Dataset excerpts:
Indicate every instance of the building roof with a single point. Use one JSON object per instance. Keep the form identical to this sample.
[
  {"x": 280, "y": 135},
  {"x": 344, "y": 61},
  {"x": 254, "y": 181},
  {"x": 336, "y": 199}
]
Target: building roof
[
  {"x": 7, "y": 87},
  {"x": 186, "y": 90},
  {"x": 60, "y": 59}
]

Assignment.
A faithful copy of every record is required; output it in full.

Expected answer.
Indicate every instance of the building roof with a single point. Use one JSON object per instance. Keep the form identical to this sample.
[
  {"x": 280, "y": 135},
  {"x": 344, "y": 61},
  {"x": 254, "y": 181},
  {"x": 336, "y": 199}
]
Target: building roof
[
  {"x": 7, "y": 87},
  {"x": 186, "y": 90},
  {"x": 60, "y": 59}
]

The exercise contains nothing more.